Output an exact reproduction of the data.

Start Record list

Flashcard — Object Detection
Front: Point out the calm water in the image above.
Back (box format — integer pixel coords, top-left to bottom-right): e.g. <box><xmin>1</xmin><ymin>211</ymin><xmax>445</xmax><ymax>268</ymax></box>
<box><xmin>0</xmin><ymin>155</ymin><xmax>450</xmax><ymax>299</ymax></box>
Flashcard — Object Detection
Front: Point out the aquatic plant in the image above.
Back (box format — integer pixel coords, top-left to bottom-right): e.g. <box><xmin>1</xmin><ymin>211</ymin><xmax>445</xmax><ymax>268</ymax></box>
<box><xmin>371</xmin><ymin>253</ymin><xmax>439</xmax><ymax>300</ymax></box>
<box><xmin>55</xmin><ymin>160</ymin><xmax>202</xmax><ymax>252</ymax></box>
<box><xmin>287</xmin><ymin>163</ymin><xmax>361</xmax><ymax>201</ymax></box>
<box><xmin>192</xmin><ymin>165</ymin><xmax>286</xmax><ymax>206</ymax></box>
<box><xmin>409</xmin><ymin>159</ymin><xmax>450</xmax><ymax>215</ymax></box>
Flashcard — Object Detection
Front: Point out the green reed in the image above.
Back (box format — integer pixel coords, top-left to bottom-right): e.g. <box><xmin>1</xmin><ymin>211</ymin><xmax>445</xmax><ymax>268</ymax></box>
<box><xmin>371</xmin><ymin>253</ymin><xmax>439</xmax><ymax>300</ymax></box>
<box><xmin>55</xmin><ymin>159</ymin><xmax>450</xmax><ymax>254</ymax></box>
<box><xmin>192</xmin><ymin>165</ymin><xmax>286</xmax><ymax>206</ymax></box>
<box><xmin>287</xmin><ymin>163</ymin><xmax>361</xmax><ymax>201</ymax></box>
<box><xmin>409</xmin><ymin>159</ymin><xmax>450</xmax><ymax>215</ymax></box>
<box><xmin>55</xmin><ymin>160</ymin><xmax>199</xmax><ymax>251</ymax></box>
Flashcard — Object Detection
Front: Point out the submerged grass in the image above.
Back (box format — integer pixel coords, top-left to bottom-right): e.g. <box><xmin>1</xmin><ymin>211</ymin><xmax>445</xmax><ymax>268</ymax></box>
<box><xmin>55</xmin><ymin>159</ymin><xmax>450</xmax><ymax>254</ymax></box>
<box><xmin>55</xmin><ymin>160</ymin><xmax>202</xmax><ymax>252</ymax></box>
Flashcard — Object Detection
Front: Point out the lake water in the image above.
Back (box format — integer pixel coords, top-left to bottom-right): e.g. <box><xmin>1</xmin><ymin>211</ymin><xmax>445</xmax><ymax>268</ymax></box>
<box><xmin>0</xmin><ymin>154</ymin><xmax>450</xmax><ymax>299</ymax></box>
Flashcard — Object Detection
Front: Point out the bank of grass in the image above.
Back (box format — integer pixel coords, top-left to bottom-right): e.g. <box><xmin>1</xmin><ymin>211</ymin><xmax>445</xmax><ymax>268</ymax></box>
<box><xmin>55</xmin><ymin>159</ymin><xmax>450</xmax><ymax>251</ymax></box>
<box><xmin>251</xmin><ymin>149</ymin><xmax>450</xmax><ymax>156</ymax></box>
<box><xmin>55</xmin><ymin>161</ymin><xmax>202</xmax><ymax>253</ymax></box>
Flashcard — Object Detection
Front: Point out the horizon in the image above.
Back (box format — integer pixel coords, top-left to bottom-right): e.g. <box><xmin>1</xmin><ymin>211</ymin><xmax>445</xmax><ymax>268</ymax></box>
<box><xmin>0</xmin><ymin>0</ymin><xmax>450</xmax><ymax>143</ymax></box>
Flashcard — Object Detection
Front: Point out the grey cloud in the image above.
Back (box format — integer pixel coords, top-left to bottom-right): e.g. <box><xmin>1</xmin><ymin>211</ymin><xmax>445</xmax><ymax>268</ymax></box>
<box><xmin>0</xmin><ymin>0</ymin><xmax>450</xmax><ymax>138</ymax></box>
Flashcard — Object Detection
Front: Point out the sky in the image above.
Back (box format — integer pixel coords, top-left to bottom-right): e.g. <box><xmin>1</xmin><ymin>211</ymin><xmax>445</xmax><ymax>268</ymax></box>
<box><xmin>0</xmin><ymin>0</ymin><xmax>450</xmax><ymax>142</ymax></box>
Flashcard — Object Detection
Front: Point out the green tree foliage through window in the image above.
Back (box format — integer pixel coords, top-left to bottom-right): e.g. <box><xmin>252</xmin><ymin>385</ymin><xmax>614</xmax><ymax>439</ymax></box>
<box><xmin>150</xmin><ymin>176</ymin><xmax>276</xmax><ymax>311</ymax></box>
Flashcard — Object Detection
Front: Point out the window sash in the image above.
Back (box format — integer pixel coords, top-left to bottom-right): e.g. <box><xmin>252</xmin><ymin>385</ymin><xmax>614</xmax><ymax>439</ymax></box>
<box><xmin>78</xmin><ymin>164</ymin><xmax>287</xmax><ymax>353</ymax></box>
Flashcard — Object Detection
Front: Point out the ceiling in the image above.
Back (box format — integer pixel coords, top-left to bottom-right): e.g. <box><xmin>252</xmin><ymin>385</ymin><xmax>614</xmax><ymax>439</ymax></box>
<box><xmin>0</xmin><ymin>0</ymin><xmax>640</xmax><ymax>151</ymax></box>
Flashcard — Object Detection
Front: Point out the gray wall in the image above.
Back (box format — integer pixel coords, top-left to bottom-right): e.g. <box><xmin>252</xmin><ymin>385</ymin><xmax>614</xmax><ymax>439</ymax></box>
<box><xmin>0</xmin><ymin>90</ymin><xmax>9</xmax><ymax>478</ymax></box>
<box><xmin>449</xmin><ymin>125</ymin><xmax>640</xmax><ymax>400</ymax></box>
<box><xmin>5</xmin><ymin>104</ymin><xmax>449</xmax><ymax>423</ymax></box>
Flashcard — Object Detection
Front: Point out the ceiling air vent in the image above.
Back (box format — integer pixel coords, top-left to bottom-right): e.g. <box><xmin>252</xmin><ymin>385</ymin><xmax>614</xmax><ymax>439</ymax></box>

End Record list

▶ Reply:
Flashcard — Object Detection
Front: Point out the calm water in the image above.
Back (box format — integer pixel coords, top-left to bottom-right): e.g. <box><xmin>1</xmin><ymin>211</ymin><xmax>445</xmax><ymax>268</ymax></box>
<box><xmin>0</xmin><ymin>155</ymin><xmax>450</xmax><ymax>299</ymax></box>
Flashcard — Object Detection
Front: Point out the aquatic plant in the image above.
Back (box format — integer pixel coords, top-left to bottom-right): e.g. <box><xmin>1</xmin><ymin>211</ymin><xmax>445</xmax><ymax>268</ymax></box>
<box><xmin>371</xmin><ymin>253</ymin><xmax>439</xmax><ymax>300</ymax></box>
<box><xmin>55</xmin><ymin>160</ymin><xmax>202</xmax><ymax>252</ymax></box>
<box><xmin>287</xmin><ymin>163</ymin><xmax>361</xmax><ymax>201</ymax></box>
<box><xmin>192</xmin><ymin>165</ymin><xmax>286</xmax><ymax>206</ymax></box>
<box><xmin>409</xmin><ymin>159</ymin><xmax>450</xmax><ymax>215</ymax></box>
Flashcard — Object Detection
Front: Point out the green reed in the image above.
Back (box format — integer pixel coords, top-left to bottom-right): e.g. <box><xmin>1</xmin><ymin>211</ymin><xmax>445</xmax><ymax>268</ymax></box>
<box><xmin>371</xmin><ymin>253</ymin><xmax>439</xmax><ymax>300</ymax></box>
<box><xmin>55</xmin><ymin>159</ymin><xmax>450</xmax><ymax>254</ymax></box>
<box><xmin>192</xmin><ymin>165</ymin><xmax>286</xmax><ymax>206</ymax></box>
<box><xmin>287</xmin><ymin>163</ymin><xmax>361</xmax><ymax>201</ymax></box>
<box><xmin>409</xmin><ymin>159</ymin><xmax>450</xmax><ymax>215</ymax></box>
<box><xmin>55</xmin><ymin>160</ymin><xmax>199</xmax><ymax>251</ymax></box>
Flashcard — Object Detection
Front: Point out the submerged grass in the image above.
Back (box format — integer pixel coords, top-left to bottom-right): e.g. <box><xmin>1</xmin><ymin>211</ymin><xmax>445</xmax><ymax>268</ymax></box>
<box><xmin>55</xmin><ymin>159</ymin><xmax>450</xmax><ymax>254</ymax></box>
<box><xmin>55</xmin><ymin>160</ymin><xmax>202</xmax><ymax>252</ymax></box>
Flashcard — Object Detection
Front: Point out the lake water in the image above.
Back (box format — integer pixel coords, top-left to bottom-right): e.g. <box><xmin>1</xmin><ymin>211</ymin><xmax>445</xmax><ymax>268</ymax></box>
<box><xmin>0</xmin><ymin>154</ymin><xmax>450</xmax><ymax>299</ymax></box>
Flashcard — Object Detection
Front: Point out the bank of grass in the image above.
Back (box format — integer pixel coords, top-left to bottom-right): e.g. <box><xmin>1</xmin><ymin>211</ymin><xmax>445</xmax><ymax>268</ymax></box>
<box><xmin>55</xmin><ymin>159</ymin><xmax>450</xmax><ymax>251</ymax></box>
<box><xmin>251</xmin><ymin>149</ymin><xmax>450</xmax><ymax>156</ymax></box>
<box><xmin>55</xmin><ymin>161</ymin><xmax>202</xmax><ymax>253</ymax></box>
Flashcard — Object Detection
Front: Point out the horizon in the image above.
Back (box format — integer pixel coords, top-left to bottom-right): e.g. <box><xmin>1</xmin><ymin>211</ymin><xmax>445</xmax><ymax>268</ymax></box>
<box><xmin>0</xmin><ymin>0</ymin><xmax>450</xmax><ymax>143</ymax></box>
Flashcard — Object Detection
Front: Point out the grey cloud in the image above.
Back (box format — integer pixel coords, top-left to bottom-right): e.g. <box><xmin>1</xmin><ymin>211</ymin><xmax>445</xmax><ymax>268</ymax></box>
<box><xmin>0</xmin><ymin>0</ymin><xmax>450</xmax><ymax>138</ymax></box>
Flashcard — Object Detection
Front: Point out the sky in the image above.
Back (box format — integer pixel coords, top-left to bottom-right): e.g. <box><xmin>1</xmin><ymin>211</ymin><xmax>445</xmax><ymax>268</ymax></box>
<box><xmin>0</xmin><ymin>0</ymin><xmax>450</xmax><ymax>142</ymax></box>
Flashcard — Object Detection
Front: Point out the green tree foliage through window in the image above.
Back (box format — integer pixel coords, top-left to bottom-right): e.g. <box><xmin>252</xmin><ymin>385</ymin><xmax>614</xmax><ymax>439</ymax></box>
<box><xmin>150</xmin><ymin>176</ymin><xmax>276</xmax><ymax>311</ymax></box>
Flashcard — Object Detection
Front: Point out the window sash in the image above.
Back (box format — integer pixel coords, top-left to bottom-right): e.g. <box><xmin>252</xmin><ymin>385</ymin><xmax>614</xmax><ymax>439</ymax></box>
<box><xmin>78</xmin><ymin>164</ymin><xmax>287</xmax><ymax>353</ymax></box>
Flashcard — Object Detection
Front: Point out the ceiling in the image above.
Back (box format — integer pixel coords, top-left to bottom-right): e.g. <box><xmin>252</xmin><ymin>385</ymin><xmax>614</xmax><ymax>439</ymax></box>
<box><xmin>0</xmin><ymin>0</ymin><xmax>640</xmax><ymax>151</ymax></box>
Flashcard — Object Detection
Front: Point out the gray wall in the image above.
Back (box format — integer pixel coords, top-left to bottom-right): e.g. <box><xmin>252</xmin><ymin>385</ymin><xmax>614</xmax><ymax>439</ymax></box>
<box><xmin>0</xmin><ymin>90</ymin><xmax>9</xmax><ymax>478</ymax></box>
<box><xmin>449</xmin><ymin>125</ymin><xmax>640</xmax><ymax>400</ymax></box>
<box><xmin>5</xmin><ymin>104</ymin><xmax>449</xmax><ymax>423</ymax></box>
Flashcard — Object Detection
Front: Point out the ceiling air vent in the image above.
Back (box format — integer pixel coords, top-left to bottom-right): e.g. <box><xmin>252</xmin><ymin>385</ymin><xmax>614</xmax><ymax>439</ymax></box>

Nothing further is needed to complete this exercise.